# [Task to complete]
Copy out the full news report below on transplanting kidneys from deceased donors with acute renal failure, word for word.

Kidney failure need not bar donationPublished: Oct. 2, 2009 at 5:39 PM
WINSTON-SALEM, N.C., Oct. 2 (UPI) -- Kidneys recovered from deceased donors with acute renal failure appear to work just as well when transplanted as other kidneys, U.S. researchers found.
The study, published in Surgery, found as long as the donor kidneys were still producing urine and did not have evidence of scarring they could be successfully transplanted.
"While kidneys from deceased donors with acute renal failure have been considered unusable in the past, our study shows they can work quite well," study senior investigator Dr. Robert Stratta of Wake Forest Baptist Medical Center in Winston-Salem, N.C., said in a statement.
Stratta and colleagues transplanted 25 kidneys from 17 deceased donors with acute renal failure. Unlike chronic kidney failure, acute renal failure may result from reversible causes such as trauma, medication, or dehydration and these kidneys appeared to restore to a healthy condition when transplanted.

# [Source material]

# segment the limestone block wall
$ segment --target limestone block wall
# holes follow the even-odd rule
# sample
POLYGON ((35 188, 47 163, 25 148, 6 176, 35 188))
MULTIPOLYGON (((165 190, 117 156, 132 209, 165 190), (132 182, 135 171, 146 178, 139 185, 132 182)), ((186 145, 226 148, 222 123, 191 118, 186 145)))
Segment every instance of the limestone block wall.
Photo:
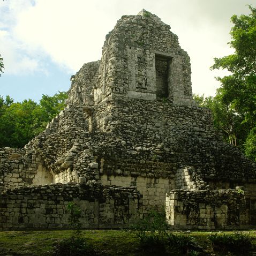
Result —
POLYGON ((180 167, 175 174, 176 189, 184 190, 205 189, 208 185, 199 177, 193 167, 180 167))
POLYGON ((142 213, 147 213, 152 208, 162 210, 165 203, 166 193, 175 187, 173 179, 161 177, 150 178, 103 175, 101 179, 103 185, 136 187, 141 195, 142 213))
POLYGON ((52 174, 36 152, 27 149, 0 149, 2 189, 53 182, 52 174))
POLYGON ((250 197, 235 190, 175 190, 167 194, 166 214, 174 229, 246 228, 250 197))
POLYGON ((170 26, 151 13, 124 16, 117 21, 106 36, 99 74, 96 103, 109 96, 155 100, 157 96, 169 97, 177 104, 193 104, 189 57, 170 26), (168 63, 163 74, 166 90, 160 82, 163 77, 156 74, 159 56, 168 63), (159 82, 162 85, 157 87, 159 82))
POLYGON ((140 218, 134 189, 69 184, 23 187, 0 194, 0 231, 69 227, 69 202, 82 210, 82 228, 115 228, 140 218))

# [Task result]
Kidney failure need not bar donationPublished: Oct. 2, 2009 at 5:39 PM
WINSTON-SALEM, N.C., Oct. 2 (UPI) -- Kidneys recovered from deceased donors with acute renal failure appear to work just as well when transplanted as other kidneys, U.S. researchers found.
The study, published in Surgery, found as long as the donor kidneys were still producing urine and did not have evidence of scarring they could be successfully transplanted.
"While kidneys from deceased donors with acute renal failure have been considered unusable in the past, our study shows they can work quite well," study senior investigator Dr. Robert Stratta of Wake Forest Baptist Medical Center in Winston-Salem, N.C., said in a statement.
Stratta and colleagues transplanted 25 kidneys from 17 deceased donors with acute renal failure. Unlike chronic kidney failure, acute renal failure may result from reversible causes such as trauma, medication, or dehydration and these kidneys appeared to restore to a healthy condition when transplanted.